[WHAT YOU ARE ASKED TO DO]
Without changing anything, set down every line shown below.

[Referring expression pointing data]

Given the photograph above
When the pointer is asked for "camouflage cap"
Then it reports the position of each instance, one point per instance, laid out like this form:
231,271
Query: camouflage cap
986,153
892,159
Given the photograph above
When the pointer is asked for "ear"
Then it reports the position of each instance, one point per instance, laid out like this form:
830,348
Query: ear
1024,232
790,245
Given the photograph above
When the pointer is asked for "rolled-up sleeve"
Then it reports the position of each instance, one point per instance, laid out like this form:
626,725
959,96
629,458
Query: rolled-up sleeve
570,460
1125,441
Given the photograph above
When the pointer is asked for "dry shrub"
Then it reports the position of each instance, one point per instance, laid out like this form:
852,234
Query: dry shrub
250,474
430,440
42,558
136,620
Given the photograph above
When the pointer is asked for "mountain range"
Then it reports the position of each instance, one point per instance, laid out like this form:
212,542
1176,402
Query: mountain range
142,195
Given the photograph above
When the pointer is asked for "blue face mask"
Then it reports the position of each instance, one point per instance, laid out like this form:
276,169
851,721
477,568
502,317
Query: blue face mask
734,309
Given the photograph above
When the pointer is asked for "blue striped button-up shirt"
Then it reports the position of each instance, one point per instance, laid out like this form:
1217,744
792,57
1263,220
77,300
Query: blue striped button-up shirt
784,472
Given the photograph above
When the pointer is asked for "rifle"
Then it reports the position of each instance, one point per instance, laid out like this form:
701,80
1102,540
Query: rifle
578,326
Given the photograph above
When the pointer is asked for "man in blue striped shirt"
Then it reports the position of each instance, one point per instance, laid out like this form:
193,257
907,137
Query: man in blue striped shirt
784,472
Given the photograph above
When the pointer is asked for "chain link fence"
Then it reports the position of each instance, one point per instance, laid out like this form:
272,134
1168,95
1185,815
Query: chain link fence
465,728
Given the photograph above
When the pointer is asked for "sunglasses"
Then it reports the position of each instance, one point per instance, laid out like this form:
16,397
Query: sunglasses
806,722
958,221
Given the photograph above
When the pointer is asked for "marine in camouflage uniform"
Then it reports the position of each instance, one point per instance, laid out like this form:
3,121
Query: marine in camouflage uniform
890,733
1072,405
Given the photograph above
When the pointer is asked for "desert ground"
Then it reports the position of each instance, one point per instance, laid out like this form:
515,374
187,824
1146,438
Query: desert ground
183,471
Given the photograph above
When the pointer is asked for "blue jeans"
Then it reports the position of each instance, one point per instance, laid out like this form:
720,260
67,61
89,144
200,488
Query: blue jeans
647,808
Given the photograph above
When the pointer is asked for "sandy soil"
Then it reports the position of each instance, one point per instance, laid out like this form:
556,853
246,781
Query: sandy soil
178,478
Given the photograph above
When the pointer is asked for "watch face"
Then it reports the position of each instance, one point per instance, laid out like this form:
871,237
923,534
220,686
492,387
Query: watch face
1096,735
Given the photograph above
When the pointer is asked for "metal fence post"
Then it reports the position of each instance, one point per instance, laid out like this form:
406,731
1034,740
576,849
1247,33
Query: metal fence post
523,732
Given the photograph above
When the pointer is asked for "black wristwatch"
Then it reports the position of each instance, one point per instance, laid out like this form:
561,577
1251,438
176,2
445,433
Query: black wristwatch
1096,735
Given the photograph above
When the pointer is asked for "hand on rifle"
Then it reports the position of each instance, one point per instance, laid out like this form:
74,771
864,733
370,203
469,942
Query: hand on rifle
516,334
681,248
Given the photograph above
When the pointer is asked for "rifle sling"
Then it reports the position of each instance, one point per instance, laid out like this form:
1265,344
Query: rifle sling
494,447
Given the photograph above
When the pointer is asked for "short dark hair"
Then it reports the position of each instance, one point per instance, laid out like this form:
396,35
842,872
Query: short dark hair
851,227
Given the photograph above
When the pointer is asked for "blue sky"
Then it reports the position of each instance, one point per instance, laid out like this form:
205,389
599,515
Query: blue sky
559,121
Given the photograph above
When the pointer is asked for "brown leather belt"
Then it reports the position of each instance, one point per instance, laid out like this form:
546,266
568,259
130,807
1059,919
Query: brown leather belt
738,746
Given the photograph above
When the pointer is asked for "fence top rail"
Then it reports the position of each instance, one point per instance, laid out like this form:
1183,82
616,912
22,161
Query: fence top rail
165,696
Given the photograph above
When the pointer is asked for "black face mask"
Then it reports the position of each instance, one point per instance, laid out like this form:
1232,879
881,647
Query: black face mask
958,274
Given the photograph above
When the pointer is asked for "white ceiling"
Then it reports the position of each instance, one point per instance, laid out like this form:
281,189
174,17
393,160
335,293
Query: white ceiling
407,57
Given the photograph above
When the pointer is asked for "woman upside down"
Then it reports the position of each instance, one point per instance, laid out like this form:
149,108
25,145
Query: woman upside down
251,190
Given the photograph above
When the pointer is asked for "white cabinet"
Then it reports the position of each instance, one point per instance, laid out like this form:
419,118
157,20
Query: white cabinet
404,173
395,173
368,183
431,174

[OUTPUT BELOW]
Given the photograph above
When the pointer is asked for "camouflage cap"
Then it reports the position of each instance, one point per instance, laid out like this form:
231,271
Query: camouflage cap
986,153
892,159
Given the photograph above
When the pointer is asked for "ear"
Then it reports the position of each instance, one point per instance, laid out like this form:
830,348
Query: ear
1024,232
790,245
Given the photograph above
When the pointer is asked for "rolled-up sleeve"
Then it reports the position of each instance, one point per instance, laid out like this form:
626,725
959,96
629,458
Query: rolled-up sleeve
570,460
1125,441
Given the photograph above
When the pointer is asked for "dry shrub"
Then it reports the position of each instance, one point per instance, laid out like this form:
852,234
Query: dry shrub
250,474
430,440
42,558
136,620
Given the photograph above
When the pointer is asked for "mountain range"
Then it reports the position of each instance, one point per instance, laid out like this form:
212,542
1176,402
Query: mountain range
142,195
Given the photograph above
When the pointer is asked for "blue face mask"
Then it reports the position of each instance, one point per instance, laid out like this form:
276,169
851,721
477,568
502,317
Query: blue face mask
734,309
Given the photograph above
When the pointer is asked for "blue striped button-up shirt"
Then it reports the position of each instance, one point per instance, laid out like this form:
1217,744
792,57
1263,220
77,300
Query: blue striped button-up shirt
784,472
Given the photograph above
When the pointer is asked for "rifle"
Then it reports the position of each instance, one point per instance, laid out like this form:
701,80
1102,540
Query: rifle
578,326
Given the photograph above
When the pointer is asked for "man in blue striped shirt"
Then it reports the position of each instance, one point per instance, laid out like this form:
193,257
907,137
Query: man in blue striped shirt
784,472
Given the photograph above
When the pointer is asked for "chain link fence"
Then it reports the position of each instance, one point per instance, laid out like this form:
272,134
1168,95
1185,815
Query: chain link fence
465,728
Given the photograph above
When the pointer is asked for "sunglasses"
Then it reports the position of each instance, one point per instance, laid out like this form:
16,397
Query: sunglasses
806,722
958,221
Given the photograph above
When the pointer is asked for "marine in camouflage uniform"
Then it reports the position of each instance, one point per instance, laid out like this form:
3,121
Query: marine in camouflage uniform
890,733
1072,405
Given the photograph above
When the pointer is asked for "desert ground"
Then it reports the position of each instance, one point per instance, laid out like this form:
515,374
187,824
1146,438
Query: desert ground
183,471
Given the photograph above
When the pointer is asked for "blue jeans"
Then it reports the position of each instance, one point per instance, laid out like this form:
720,260
67,61
89,144
200,488
Query: blue jeans
647,808
Given the photograph above
When the pointer is asked for "sandy soil"
Then it reports the position of each instance, one point per instance, laid out like this form:
556,853
246,781
Query: sandy soil
178,478
Given the photograph above
When the pointer is asked for "watch face"
Then it reports the position of each instance, one point per instance, laid out like this form:
871,237
923,534
220,686
492,387
Query: watch face
1096,735
Given the photograph above
When the pointer is asked for "metal fence post"
Then it reports the position of each instance, one point per instance, laid out like this form:
406,731
1034,740
576,849
1247,33
Query: metal fence post
523,732
Given the photograph above
When the pointer is asked for "black wristwatch"
Then it reports the position of each instance, one point per instance, laid out like this form:
561,577
1251,438
176,2
445,433
Query: black wristwatch
1096,735
Given the photograph above
When the pointer is asked for "hand on rifle"
Then it reports the position of each instance, one point per instance, laid out like this form:
74,771
864,733
370,203
469,942
Query: hand on rifle
516,334
681,248
Given the photograph above
When the pointer is asked for "rifle sling"
Then it reports the position of each instance, one point per instance, laid out like this form:
1265,344
Query: rifle sling
494,447
Given the photograph above
When the pointer is asked for "short dark hair"
Then it reports the position of each instance, one point per instance, laid out like this form:
396,35
842,872
Query: short dark hair
851,227
Given the photograph above
When the pointer is asked for "blue sky"
Then it reports the position of each instance, one point per instance, laid out like this form:
205,389
599,515
Query: blue sky
559,121
Given the photograph above
When the pointer is asked for "brown leather belt"
Then it reports the position of each instance, one point per instance, laid out like this form:
546,266
568,259
130,807
1059,919
Query: brown leather belt
738,746
Given the photograph above
When the pointer is asked for "fence top rail"
Then it reports the position of each instance, one point per instance, laid out like this form:
1183,82
616,912
22,161
Query: fence top rail
165,696
Given the photograph above
When the pointer is asked for "black face mask"
Then it reports the position of each instance, one point per instance, laid out like this form:
1232,879
881,647
Query: black face mask
958,274
Given the photograph above
When the pointer is asked for "white ceiling"
Then it reports the position of each instance, one point per instance, laid out like this form:
281,189
174,17
393,160
335,293
Query: white ceiling
407,57
Given the photograph above
When the pointer is asked for "woman upside down"
Then it reports the position of each instance, one point per instance, laid out like this form:
149,108
25,145
Query: woman upside down
251,190
Given the photograph above
When the pointer is asked for "white cabinet"
Then it reports the position of each instance, one point per instance, laid out like this form:
419,118
157,20
Query: white cabinet
404,173
395,173
368,183
431,174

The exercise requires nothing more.